### Requirements
Turn the lines of the listing below, from the line containing "Q: Find one point on every instance of the white cloud" through the end of the listing, into a Markdown table with the columns Row and Entry. Number each row, give its line under Entry, and leave out any blank lines.

(Location annotation dataset excerpts)
## Start
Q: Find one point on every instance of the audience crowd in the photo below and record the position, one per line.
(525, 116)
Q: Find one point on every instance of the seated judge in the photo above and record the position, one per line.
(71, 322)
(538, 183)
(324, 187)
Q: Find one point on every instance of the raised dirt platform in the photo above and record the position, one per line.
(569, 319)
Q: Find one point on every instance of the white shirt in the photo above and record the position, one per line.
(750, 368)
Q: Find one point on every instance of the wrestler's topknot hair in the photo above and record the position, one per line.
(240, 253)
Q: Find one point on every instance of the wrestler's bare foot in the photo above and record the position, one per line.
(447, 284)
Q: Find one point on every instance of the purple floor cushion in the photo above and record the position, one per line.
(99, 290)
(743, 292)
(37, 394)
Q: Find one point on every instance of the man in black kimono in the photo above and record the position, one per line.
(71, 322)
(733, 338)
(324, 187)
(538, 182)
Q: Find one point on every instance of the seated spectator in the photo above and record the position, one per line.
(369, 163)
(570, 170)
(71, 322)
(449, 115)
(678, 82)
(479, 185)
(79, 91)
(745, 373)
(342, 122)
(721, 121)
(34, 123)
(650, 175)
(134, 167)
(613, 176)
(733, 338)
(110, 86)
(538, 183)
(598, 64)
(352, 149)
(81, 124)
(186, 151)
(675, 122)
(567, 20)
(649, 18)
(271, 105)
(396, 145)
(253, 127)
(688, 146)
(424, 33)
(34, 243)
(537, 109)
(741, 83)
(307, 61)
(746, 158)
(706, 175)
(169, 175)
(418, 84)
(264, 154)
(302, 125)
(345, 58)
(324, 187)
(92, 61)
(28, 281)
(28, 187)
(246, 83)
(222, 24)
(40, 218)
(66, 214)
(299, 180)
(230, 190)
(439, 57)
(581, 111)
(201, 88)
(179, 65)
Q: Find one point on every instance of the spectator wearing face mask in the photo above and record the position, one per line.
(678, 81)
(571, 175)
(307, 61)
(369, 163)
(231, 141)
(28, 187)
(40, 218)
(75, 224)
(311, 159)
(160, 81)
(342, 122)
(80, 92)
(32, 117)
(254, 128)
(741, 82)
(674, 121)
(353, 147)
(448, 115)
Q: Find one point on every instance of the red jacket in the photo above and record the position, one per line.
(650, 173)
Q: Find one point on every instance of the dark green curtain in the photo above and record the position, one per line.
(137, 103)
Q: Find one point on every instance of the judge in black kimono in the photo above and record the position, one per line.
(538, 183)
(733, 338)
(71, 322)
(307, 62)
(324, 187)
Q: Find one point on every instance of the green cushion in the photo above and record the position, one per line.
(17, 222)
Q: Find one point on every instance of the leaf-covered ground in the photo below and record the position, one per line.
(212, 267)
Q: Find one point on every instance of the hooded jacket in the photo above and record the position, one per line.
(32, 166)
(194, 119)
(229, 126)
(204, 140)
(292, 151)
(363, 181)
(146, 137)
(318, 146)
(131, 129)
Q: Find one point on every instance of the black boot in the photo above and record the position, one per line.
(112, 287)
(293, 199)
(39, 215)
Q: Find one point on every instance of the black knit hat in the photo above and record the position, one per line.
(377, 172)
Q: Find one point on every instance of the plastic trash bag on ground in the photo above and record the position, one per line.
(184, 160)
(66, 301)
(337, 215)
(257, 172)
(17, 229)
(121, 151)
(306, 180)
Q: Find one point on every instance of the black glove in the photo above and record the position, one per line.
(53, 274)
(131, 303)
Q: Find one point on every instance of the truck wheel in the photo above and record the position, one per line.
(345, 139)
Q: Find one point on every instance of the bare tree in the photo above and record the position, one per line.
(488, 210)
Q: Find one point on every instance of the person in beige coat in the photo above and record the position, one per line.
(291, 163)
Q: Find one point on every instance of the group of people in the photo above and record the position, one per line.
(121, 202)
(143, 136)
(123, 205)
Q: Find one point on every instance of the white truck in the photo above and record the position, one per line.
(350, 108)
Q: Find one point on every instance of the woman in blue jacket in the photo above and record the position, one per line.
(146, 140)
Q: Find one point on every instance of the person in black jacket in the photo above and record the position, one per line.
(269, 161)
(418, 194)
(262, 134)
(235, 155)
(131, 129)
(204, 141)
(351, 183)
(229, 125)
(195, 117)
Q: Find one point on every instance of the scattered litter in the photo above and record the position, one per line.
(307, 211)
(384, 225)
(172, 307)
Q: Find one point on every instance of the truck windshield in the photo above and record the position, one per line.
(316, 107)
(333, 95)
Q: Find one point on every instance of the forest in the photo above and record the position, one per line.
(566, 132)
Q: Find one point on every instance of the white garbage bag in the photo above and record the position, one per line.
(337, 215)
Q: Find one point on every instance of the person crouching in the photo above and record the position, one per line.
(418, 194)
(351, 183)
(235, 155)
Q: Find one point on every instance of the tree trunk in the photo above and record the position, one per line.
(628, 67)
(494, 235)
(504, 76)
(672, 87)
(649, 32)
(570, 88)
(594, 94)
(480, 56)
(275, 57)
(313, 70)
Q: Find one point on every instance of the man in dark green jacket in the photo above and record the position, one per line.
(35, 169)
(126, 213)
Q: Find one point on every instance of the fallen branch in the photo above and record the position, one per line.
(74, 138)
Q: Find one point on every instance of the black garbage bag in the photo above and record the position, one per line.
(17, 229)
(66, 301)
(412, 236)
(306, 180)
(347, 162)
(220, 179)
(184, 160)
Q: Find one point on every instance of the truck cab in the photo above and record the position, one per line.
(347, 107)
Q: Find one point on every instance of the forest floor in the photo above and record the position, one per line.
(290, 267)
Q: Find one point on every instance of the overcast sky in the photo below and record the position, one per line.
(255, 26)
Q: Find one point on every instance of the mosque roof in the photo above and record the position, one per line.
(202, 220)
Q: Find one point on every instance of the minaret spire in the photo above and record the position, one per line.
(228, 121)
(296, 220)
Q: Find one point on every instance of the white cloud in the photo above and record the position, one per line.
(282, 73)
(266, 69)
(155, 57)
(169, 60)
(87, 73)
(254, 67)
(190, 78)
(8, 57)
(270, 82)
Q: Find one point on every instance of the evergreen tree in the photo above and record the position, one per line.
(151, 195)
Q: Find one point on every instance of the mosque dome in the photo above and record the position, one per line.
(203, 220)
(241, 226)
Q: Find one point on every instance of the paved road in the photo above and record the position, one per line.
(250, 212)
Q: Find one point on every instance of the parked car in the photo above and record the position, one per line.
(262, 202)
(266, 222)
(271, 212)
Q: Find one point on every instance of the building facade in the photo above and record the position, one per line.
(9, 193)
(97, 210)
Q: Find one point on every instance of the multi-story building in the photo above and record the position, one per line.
## End
### Response to the task
| Row | Entry |
|---|---|
| 1 | Q: Find one point on every instance of the white cloud in the photo above and record the position, one per line. |
| 2 | (282, 73) |
| 3 | (266, 69) |
| 4 | (155, 57) |
| 5 | (169, 60) |
| 6 | (87, 73) |
| 7 | (254, 67) |
| 8 | (190, 78) |
| 9 | (8, 57) |
| 10 | (270, 82) |
| 11 | Q: Find one point on every instance of the evergreen tree in the photo above and record the position, one per line. |
| 12 | (151, 195) |
| 13 | Q: Find one point on every instance of the mosque dome in the photo above and record the position, one per line. |
| 14 | (203, 220) |
| 15 | (241, 226) |
| 16 | Q: Find one point on every instance of the paved road in the photo above and record the position, one per line. |
| 17 | (250, 212) |
| 18 | Q: Find one point on every instance of the parked car in the photo above and record the position, one per line. |
| 19 | (262, 202) |
| 20 | (266, 222) |
| 21 | (271, 212) |
| 22 | Q: Find one point on every instance of the building facade in the photo above and record the position, one per line. |
| 23 | (9, 193) |
| 24 | (97, 210) |
| 25 | Q: Find one point on every instance of the multi-story building in the photo above and record the position, one per line. |